> Actions demandées
1. Répondez aux questions suivantes d'après le texte sur le roman de Thierry Froger consacré à Godard :
(a) Comment le personnage de Godard est-il toujours désigné dans le roman ?
(b) Quel film de Godard l'auteur cite-t-il « surtout » parmi ses souvenirs, juste après l'embarcadère de Raymond Devos ?
(c) D'après une idée développée par Godard dans Histoire(s) du cinéma, avec quoi le cinéma est-il un dialogue ?
2. Prolongez le texte sur le roman de Thierry Froger consacré à Godard, à la suite de sa dernière phrase.
___ Section de texte
Sans doute, pour apprécier ce roman singulier, convient-il d’avoir une certaine connaissance de l’œuvre de Godard. Ou plutôt faut-il que ses films vous aient marqués. Thierry Froger le fait dire à son personnage Godard (toujours désigné à distance comme J-LG) dans un de ses chiasmes résiduels : il ne suffit pas d’aimer son (le) cinéma mais que le cinéma vous aime. Notons d’emblée la belle appropriation stylistique. Le romancier copie le phrasé, ses prétentions et son ironie. Aimer Jean-Luc Godard ne reviendrait-il alors pas à se demander s’il ne se fout pas un peu de votre gueule, de votre désir de comprendre.

Capture-9Loin d’être spécialiste, les images de Godard, ses dialogues d’ailleurs surtout et sa littéralité font partie de mon histoire. Belmondo lisant dans sa baignoire du Élie Faure, agaçant Samuel Fuller pour savoir ce qu’était exactement le cinéma, Raymond Devos sur l’embarcadère. Pierrot le fou donc surtout. La période dont il est question ici m’est, avouons-le, un peu moins connu. Pas la plus simple de Godard non plus. De vagues souvenirs de Prénom Carmen, de Nouvelle Vague et surtout, plus précis et plus entêtant, d’Histoire(s) du cinéma. Thierry Froger s’en alimente pour écrire son roman qui, à l’instar de son objet, ne raconte pas une histoire, fut-elle, plurielle mais s’intéresse au mythe, à sa légende et donc essentiellement aux images qui le véhiculent. Une des idées développées par Godard dans Histoire(s) du Cinéma  reste que le cinéma est un dialogue avec les ombres : un exercice d’oubli par un dialogue entre les vivants et les morts. Une histoire spéculative, en miroir car toujours destinée à être projetée. Désolé pour le sérieux, voire la prétention.
______
___ Les données
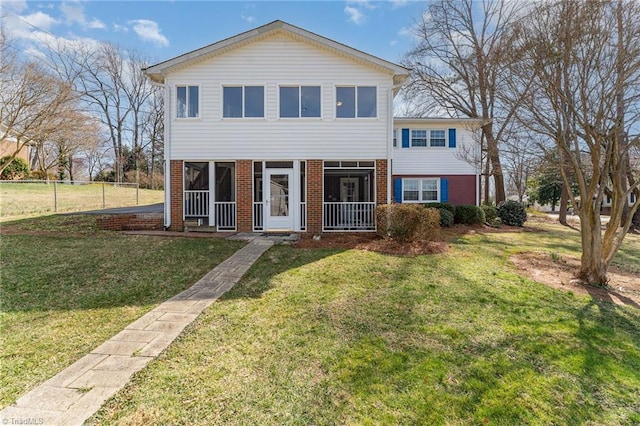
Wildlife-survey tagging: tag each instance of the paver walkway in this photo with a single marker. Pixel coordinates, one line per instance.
(77, 392)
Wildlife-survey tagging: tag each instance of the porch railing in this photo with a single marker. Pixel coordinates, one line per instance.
(196, 203)
(360, 216)
(258, 216)
(225, 215)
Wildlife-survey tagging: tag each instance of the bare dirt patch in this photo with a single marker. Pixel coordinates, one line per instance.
(558, 272)
(372, 242)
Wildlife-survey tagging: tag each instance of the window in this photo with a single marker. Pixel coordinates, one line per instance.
(418, 138)
(360, 101)
(420, 190)
(187, 102)
(243, 101)
(437, 138)
(299, 101)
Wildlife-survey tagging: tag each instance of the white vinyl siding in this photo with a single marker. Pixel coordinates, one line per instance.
(280, 61)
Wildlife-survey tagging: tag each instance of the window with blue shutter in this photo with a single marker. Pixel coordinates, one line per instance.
(444, 190)
(405, 138)
(397, 190)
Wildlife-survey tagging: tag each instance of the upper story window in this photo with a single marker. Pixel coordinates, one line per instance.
(299, 101)
(187, 101)
(243, 101)
(356, 101)
(418, 138)
(437, 138)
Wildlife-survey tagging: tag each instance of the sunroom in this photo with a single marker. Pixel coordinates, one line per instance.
(349, 200)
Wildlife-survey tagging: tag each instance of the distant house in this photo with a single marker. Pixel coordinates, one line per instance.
(280, 129)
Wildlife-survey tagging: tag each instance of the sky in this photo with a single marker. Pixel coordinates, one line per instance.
(161, 30)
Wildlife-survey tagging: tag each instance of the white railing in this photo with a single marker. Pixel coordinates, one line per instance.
(225, 215)
(258, 216)
(349, 216)
(196, 203)
(303, 216)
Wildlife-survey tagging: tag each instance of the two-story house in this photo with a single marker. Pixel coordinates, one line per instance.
(280, 129)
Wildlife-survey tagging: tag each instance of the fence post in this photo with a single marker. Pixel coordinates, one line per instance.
(55, 197)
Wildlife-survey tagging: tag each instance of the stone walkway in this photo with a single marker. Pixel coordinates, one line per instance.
(77, 392)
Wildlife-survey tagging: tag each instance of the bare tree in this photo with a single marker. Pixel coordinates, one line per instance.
(33, 103)
(459, 66)
(585, 59)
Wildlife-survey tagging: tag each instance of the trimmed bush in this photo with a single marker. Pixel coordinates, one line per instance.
(449, 207)
(469, 215)
(446, 218)
(490, 212)
(407, 222)
(512, 213)
(17, 168)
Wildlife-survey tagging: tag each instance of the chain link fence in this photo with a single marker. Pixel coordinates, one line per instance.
(32, 197)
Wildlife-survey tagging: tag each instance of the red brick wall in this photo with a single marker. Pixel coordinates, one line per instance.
(244, 198)
(314, 196)
(176, 171)
(462, 188)
(381, 182)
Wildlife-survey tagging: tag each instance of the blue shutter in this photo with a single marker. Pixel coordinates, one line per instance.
(405, 138)
(444, 190)
(397, 190)
(452, 138)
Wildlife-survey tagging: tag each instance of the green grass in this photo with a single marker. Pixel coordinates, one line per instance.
(322, 336)
(67, 287)
(28, 199)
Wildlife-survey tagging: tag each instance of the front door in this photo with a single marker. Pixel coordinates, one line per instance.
(278, 211)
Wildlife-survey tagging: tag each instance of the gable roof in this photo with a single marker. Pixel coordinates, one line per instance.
(158, 72)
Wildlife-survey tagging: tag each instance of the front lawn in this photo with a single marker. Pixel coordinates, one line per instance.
(328, 336)
(67, 287)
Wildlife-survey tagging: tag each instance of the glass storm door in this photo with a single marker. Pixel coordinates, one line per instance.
(278, 211)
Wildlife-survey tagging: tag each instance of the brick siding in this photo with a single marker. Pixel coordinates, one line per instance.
(177, 184)
(244, 198)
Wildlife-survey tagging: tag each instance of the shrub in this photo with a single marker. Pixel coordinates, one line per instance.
(490, 212)
(407, 222)
(512, 213)
(446, 217)
(450, 207)
(469, 215)
(18, 168)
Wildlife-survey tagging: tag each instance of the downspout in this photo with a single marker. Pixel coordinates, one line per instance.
(167, 153)
(390, 140)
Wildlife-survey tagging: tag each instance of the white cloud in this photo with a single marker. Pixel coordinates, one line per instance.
(40, 20)
(120, 28)
(149, 31)
(356, 10)
(398, 3)
(354, 14)
(73, 12)
(14, 6)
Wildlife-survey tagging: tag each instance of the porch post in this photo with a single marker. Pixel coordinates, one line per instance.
(314, 196)
(244, 198)
(177, 195)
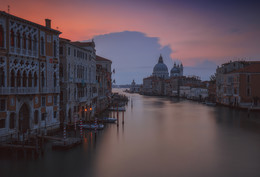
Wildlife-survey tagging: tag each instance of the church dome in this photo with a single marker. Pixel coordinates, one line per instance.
(160, 69)
(175, 70)
(160, 66)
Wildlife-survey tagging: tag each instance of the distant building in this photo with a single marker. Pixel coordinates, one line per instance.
(29, 76)
(177, 70)
(160, 69)
(135, 88)
(153, 86)
(237, 84)
(77, 76)
(104, 82)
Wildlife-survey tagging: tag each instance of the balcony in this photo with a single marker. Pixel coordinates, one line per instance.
(83, 99)
(22, 91)
(94, 95)
(50, 90)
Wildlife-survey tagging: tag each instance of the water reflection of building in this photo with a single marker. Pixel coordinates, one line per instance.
(135, 88)
(237, 83)
(29, 75)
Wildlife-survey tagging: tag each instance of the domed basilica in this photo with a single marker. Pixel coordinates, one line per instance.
(161, 70)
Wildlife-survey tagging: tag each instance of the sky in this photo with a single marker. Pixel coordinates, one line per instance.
(133, 34)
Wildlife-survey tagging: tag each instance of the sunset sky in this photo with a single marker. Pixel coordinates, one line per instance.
(200, 34)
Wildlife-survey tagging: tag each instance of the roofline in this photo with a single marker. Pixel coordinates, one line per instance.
(3, 13)
(73, 44)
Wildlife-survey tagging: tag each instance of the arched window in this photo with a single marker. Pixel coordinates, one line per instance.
(35, 79)
(42, 79)
(29, 42)
(12, 38)
(18, 40)
(54, 80)
(18, 79)
(30, 79)
(61, 70)
(36, 115)
(1, 36)
(54, 49)
(24, 41)
(12, 120)
(42, 46)
(24, 79)
(12, 78)
(2, 77)
(34, 43)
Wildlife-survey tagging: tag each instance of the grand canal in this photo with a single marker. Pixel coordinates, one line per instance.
(161, 137)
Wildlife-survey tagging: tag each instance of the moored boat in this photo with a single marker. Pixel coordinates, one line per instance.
(109, 119)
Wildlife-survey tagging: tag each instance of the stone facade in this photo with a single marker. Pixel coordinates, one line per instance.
(29, 76)
(78, 75)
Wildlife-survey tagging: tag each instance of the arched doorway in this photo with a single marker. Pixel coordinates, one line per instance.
(24, 117)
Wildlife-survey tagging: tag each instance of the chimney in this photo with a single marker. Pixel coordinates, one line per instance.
(48, 23)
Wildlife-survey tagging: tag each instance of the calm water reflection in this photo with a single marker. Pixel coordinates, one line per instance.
(160, 137)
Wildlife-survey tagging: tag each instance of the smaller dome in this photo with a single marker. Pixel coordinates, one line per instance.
(160, 67)
(175, 70)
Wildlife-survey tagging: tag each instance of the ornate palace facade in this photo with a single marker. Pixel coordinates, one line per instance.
(29, 76)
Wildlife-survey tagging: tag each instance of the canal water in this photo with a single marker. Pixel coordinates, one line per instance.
(161, 137)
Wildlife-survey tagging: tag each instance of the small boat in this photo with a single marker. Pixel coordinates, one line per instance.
(66, 144)
(210, 104)
(115, 109)
(109, 119)
(93, 126)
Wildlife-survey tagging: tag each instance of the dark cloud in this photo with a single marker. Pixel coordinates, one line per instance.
(134, 55)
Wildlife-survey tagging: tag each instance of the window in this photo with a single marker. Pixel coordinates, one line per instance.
(2, 105)
(55, 49)
(29, 42)
(43, 100)
(34, 43)
(12, 121)
(248, 92)
(12, 79)
(35, 79)
(54, 80)
(36, 113)
(43, 115)
(248, 78)
(68, 50)
(61, 50)
(55, 100)
(2, 123)
(24, 41)
(42, 46)
(30, 79)
(61, 70)
(1, 36)
(54, 114)
(2, 77)
(43, 79)
(24, 79)
(18, 79)
(12, 38)
(18, 40)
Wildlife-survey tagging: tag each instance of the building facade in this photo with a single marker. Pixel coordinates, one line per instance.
(104, 82)
(29, 76)
(238, 87)
(77, 76)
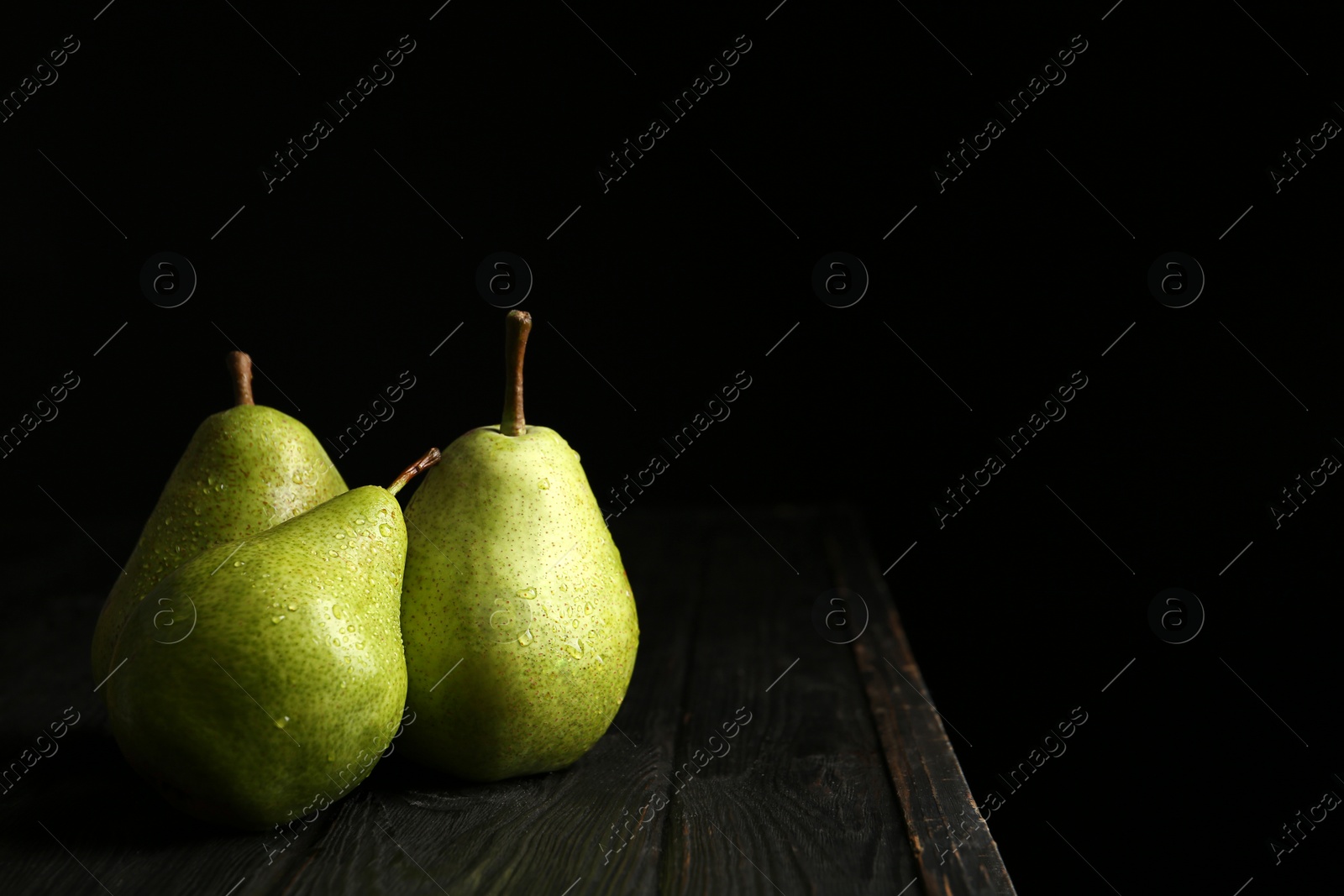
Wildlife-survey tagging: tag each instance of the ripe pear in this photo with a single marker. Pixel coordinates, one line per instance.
(519, 624)
(262, 679)
(245, 470)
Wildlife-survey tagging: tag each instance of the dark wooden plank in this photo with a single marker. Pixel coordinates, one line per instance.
(843, 781)
(801, 802)
(953, 846)
(407, 831)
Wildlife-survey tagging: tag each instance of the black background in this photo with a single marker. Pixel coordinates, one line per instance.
(679, 277)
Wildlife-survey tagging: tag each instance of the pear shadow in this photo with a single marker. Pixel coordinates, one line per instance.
(89, 797)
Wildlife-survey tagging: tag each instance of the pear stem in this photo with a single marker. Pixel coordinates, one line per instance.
(430, 458)
(517, 327)
(239, 367)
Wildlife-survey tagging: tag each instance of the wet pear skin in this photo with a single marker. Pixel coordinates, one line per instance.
(511, 571)
(246, 634)
(245, 470)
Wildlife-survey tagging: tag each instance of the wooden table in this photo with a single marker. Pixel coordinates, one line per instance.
(843, 779)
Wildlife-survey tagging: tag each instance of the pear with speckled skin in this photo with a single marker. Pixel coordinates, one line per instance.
(245, 470)
(264, 678)
(517, 617)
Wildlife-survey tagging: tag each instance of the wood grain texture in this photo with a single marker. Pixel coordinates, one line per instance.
(952, 844)
(842, 782)
(801, 801)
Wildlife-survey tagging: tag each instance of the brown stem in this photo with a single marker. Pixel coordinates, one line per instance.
(517, 327)
(430, 458)
(239, 365)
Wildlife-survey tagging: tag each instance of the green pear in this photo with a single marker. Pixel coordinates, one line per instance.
(262, 679)
(517, 617)
(245, 470)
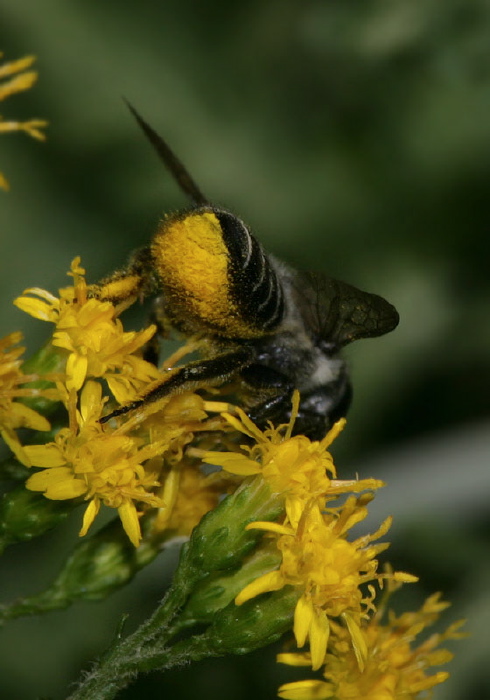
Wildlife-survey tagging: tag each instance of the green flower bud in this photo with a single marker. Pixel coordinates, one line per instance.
(25, 514)
(47, 360)
(221, 540)
(217, 591)
(96, 567)
(240, 629)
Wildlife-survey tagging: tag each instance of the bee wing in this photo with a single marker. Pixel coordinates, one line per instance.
(340, 313)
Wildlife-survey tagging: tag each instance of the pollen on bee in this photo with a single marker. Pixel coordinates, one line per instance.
(191, 257)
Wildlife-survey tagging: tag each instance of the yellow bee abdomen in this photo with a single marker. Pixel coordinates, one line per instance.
(192, 262)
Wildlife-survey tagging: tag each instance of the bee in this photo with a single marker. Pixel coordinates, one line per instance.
(267, 327)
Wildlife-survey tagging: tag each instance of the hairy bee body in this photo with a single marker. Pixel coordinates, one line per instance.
(269, 327)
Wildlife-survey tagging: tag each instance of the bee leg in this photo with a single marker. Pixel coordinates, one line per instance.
(267, 380)
(135, 280)
(194, 375)
(151, 349)
(321, 408)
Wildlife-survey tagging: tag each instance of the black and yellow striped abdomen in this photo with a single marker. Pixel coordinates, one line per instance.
(215, 274)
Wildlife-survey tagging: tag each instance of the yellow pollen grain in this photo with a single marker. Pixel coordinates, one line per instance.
(192, 261)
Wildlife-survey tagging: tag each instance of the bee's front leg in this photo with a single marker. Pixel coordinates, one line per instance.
(135, 280)
(195, 375)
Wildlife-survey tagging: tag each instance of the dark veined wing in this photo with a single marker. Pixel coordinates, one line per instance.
(340, 313)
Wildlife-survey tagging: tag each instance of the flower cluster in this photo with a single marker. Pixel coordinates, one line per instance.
(16, 77)
(129, 467)
(317, 559)
(15, 414)
(394, 666)
(285, 532)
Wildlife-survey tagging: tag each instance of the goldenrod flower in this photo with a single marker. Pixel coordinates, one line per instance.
(92, 336)
(395, 669)
(100, 465)
(17, 78)
(316, 557)
(294, 466)
(329, 570)
(13, 414)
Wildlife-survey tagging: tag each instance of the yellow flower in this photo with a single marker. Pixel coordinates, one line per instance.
(329, 570)
(13, 414)
(394, 669)
(189, 495)
(100, 465)
(295, 466)
(89, 331)
(17, 78)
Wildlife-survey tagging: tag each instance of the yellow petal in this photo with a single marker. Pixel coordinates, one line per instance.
(319, 633)
(76, 370)
(358, 640)
(130, 521)
(306, 690)
(91, 400)
(294, 659)
(57, 484)
(272, 581)
(303, 615)
(45, 455)
(26, 417)
(270, 527)
(89, 516)
(232, 462)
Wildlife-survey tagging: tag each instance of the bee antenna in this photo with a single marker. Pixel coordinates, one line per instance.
(170, 160)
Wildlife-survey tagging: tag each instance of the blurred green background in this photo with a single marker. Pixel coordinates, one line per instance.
(354, 137)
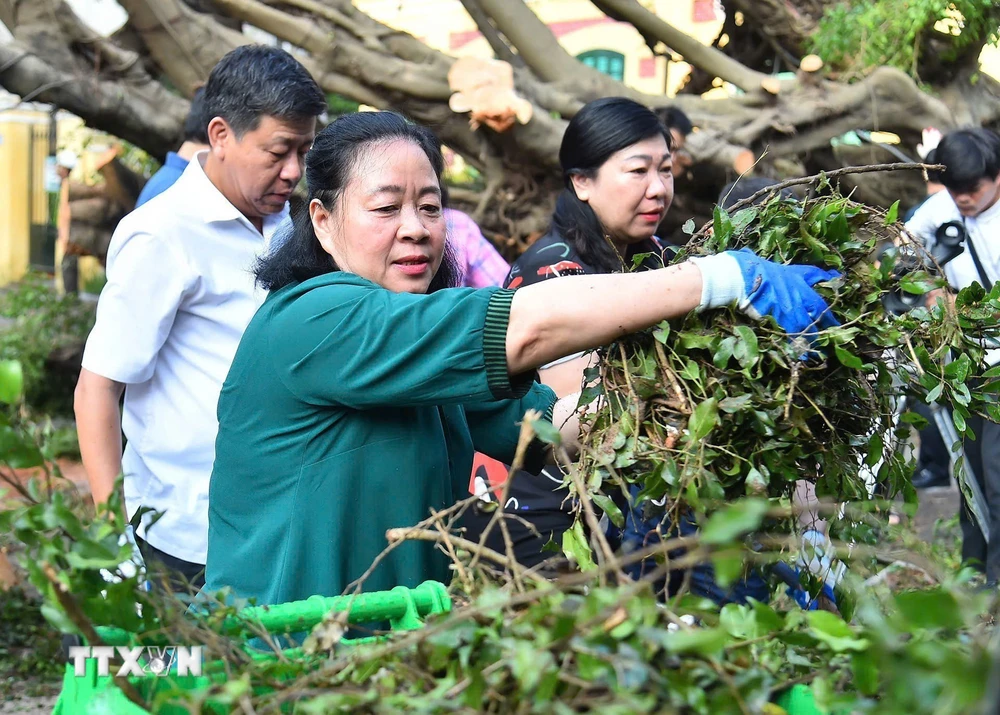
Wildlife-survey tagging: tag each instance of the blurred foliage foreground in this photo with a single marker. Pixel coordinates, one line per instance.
(711, 417)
______
> Réponses par tâche
1.
(a) J-LG
(b) Pierrot le fou
(c) Avec les ombres

2.
Tentons d’en sortir en rappelant que le cinéma de Godard est drôle. Son cinéma s’enroule autour de calembours. Comment n’être pourtant pas persuadé que ce tangage du langage, pour pasticher Michel Leiris, n’éclaire pas nos plus latentes zones d’ombres ? Dans Sauve qui peut (la révolution) Thierry Froger a le bon goût d’aborder cette pensée avec une distance rieuse, typographique.Sur des esquisses de scénarios (un bien grand mot), il ajoute des notations manuscrites, des réflexions en forme de jeu de mots qu’il n’est pas interdit de trouver pathétique. La police choisit pour cette insertion m’a semblé un rien trop mécanique. Je l’aurai préféré dessiner. Le procédé pourrait paraître artificiel mais il n’est jamais répétitif.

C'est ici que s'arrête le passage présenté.